Entries supplied -
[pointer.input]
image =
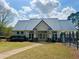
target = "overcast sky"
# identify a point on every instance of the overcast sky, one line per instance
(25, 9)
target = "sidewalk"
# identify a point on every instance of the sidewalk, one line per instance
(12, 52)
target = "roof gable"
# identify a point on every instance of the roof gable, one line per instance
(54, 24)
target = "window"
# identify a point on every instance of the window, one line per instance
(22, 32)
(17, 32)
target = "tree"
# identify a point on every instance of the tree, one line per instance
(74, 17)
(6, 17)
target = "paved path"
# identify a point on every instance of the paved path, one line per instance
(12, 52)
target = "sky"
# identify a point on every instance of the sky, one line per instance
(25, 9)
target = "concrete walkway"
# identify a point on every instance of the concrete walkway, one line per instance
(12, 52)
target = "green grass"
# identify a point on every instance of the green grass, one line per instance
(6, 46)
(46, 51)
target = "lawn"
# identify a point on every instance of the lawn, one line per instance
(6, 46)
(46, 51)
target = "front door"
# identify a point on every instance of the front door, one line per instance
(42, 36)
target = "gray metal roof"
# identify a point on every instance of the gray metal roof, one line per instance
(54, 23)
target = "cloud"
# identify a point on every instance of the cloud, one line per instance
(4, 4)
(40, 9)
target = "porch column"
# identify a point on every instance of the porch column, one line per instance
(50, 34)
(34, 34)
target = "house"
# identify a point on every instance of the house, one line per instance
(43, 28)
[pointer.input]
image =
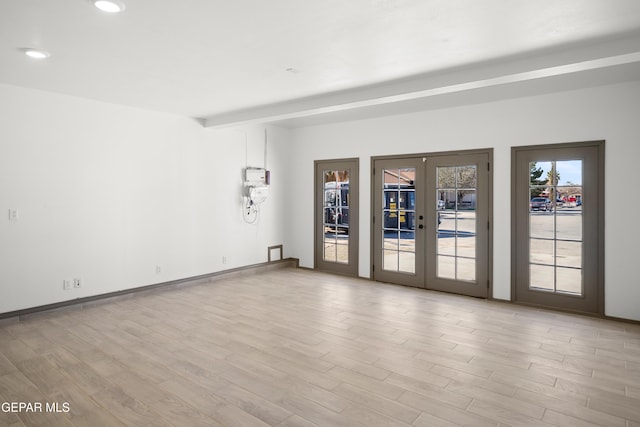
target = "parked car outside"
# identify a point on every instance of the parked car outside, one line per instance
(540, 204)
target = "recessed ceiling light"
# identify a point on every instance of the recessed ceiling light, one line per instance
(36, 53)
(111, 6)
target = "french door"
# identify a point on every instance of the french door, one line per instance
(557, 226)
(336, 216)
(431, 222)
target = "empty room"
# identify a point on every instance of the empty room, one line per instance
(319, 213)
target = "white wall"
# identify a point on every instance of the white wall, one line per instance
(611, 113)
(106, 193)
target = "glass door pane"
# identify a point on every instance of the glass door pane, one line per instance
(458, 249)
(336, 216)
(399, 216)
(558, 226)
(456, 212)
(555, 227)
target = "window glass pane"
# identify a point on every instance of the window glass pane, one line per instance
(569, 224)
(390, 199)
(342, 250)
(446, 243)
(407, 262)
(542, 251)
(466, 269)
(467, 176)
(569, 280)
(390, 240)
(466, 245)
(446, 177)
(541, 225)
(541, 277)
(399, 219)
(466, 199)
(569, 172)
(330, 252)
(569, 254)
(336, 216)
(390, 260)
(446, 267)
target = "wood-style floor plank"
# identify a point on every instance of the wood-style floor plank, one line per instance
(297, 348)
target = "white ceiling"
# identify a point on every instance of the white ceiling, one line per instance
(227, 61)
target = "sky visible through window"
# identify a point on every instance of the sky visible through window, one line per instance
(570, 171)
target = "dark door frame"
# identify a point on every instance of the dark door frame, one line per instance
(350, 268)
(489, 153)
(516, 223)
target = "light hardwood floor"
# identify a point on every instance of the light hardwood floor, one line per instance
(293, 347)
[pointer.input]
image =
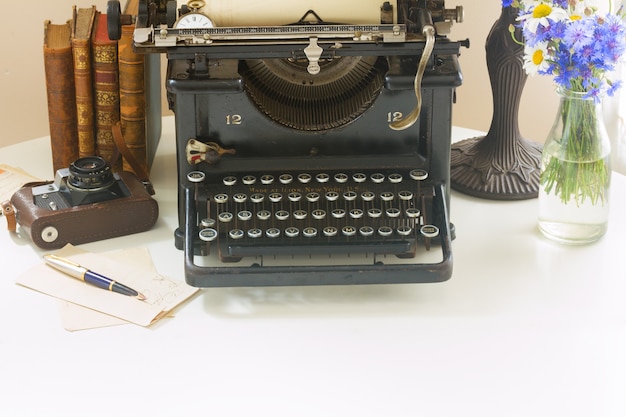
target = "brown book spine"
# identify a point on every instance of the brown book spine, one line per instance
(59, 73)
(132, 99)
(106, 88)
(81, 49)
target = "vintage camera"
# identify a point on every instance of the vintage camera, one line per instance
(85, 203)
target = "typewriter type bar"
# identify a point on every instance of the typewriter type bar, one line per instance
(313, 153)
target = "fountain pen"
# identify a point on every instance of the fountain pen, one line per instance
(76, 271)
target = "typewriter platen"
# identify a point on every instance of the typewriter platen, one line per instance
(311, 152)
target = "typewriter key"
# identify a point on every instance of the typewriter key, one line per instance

What the task requires - Each entry above should be reproduced exactly, with the pictures removed.

Exercise response -
[pointer.input]
image =
target = "overcast sky"
# identify a point on every instance of the overcast sky, one line per instance
(25, 9)
target = "sidewalk"
# identify a point on every instance of the sidewalk, one line per instance
(12, 52)
target = "roof gable"
# identify a point on every instance of the roof gable, one line per instance
(54, 24)
target = "window"
# identify a point on every instance of the window, one line per instance
(22, 32)
(17, 32)
target = "tree"
# identify a point on every instance of the tree, one line per instance
(74, 17)
(6, 17)
target = "paved path"
# identify a point on every instance of the paved path, one line per instance
(12, 52)
target = "sky"
# identify a point on every instance of the sky, one line per instance
(25, 9)
target = "concrete walkway"
# identify a point on every instance of the concrete walkway, one line per instance
(12, 52)
target = "green grass"
# identify a point on every instance of the green grass, one line per instance
(6, 46)
(46, 51)
target = "lawn"
# identify a point on every instance of the lawn, one line per instance
(6, 46)
(46, 51)
target = "front door"
# identify a point on every instance of the front door, one line per instance
(42, 36)
target = "gray metal roof"
# identify a point on every instance of the gray metal roof, one line per instance
(54, 23)
target = "cloud"
# identify a point on every instance of the cloud, one line per instance
(4, 4)
(40, 9)
target = "porch column"
# identify a point on every instance of the porch column, one line per instance
(50, 34)
(34, 34)
target = "house"
# identify a point on every instance of the house, one line per instance
(43, 28)
[pointer.input]
image =
target = "parked car outside"
# identify a point on every instance of the parked car outside, one line per instance
(540, 204)
target = "recessed ceiling light"
# identify a point on every instance of the recessed ceiling light, one line per instance
(36, 53)
(111, 6)
target = "french door"
# identify a point on every instance of the french door, one line per instance
(557, 226)
(336, 216)
(431, 222)
target = "empty room"
# identify a point on every instance of the empty room, one line per instance
(319, 213)
target = "white wall"
# identify a point on every instance of the white wall, one line per instance
(611, 113)
(106, 193)
target = "glass door pane"
# identify a point on every instance of the glass door pane, one line per instance
(458, 249)
(336, 216)
(399, 216)
(558, 226)
(456, 212)
(555, 227)
target = "window glass pane"
# identify a point on every instance of the window glass pane, one line per instance
(569, 224)
(390, 199)
(342, 250)
(446, 243)
(407, 262)
(542, 251)
(466, 269)
(467, 176)
(569, 280)
(390, 240)
(466, 245)
(446, 177)
(541, 225)
(541, 277)
(399, 219)
(466, 199)
(569, 172)
(330, 252)
(569, 254)
(336, 216)
(390, 260)
(446, 267)
target = "wood-style floor plank"
# identify a point on every instance of the wood-style floor plank, one line per instance
(297, 348)
target = "white ceiling"
# identify a point on every instance of the white ceiling, one line per instance
(227, 61)
target = "sky visible through window"
# identify a point on every instance of the sky visible through window, one line per instance
(570, 171)
target = "dark door frame"
# identify a point on every instance of the dark door frame, one line per instance
(350, 268)
(489, 153)
(516, 223)
target = "light hardwood floor"
# identify a point on every instance of the light hardwood floor, one line per instance
(293, 347)
[pointer.input]
image =
target = "brown book spine"
# identify a point on every instance of the brown book spine, one line per instance
(59, 73)
(132, 99)
(106, 88)
(81, 49)
target = "vintage camera"
# identify a point on every instance of the vintage camera, one line per instance
(85, 203)
target = "typewriter type bar"
# identify a point on every instance of the typewriter type bar, one line per instance
(313, 153)
target = "fountain pen"
# identify a point on every instance of the fountain pen, one line per instance
(76, 271)
target = "typewriter platen"
# identify a point on every instance of the typewriter platen, one line per instance
(311, 152)
target = "typewriter key"
# identify a point on every instance of the typewriter key, one line per instance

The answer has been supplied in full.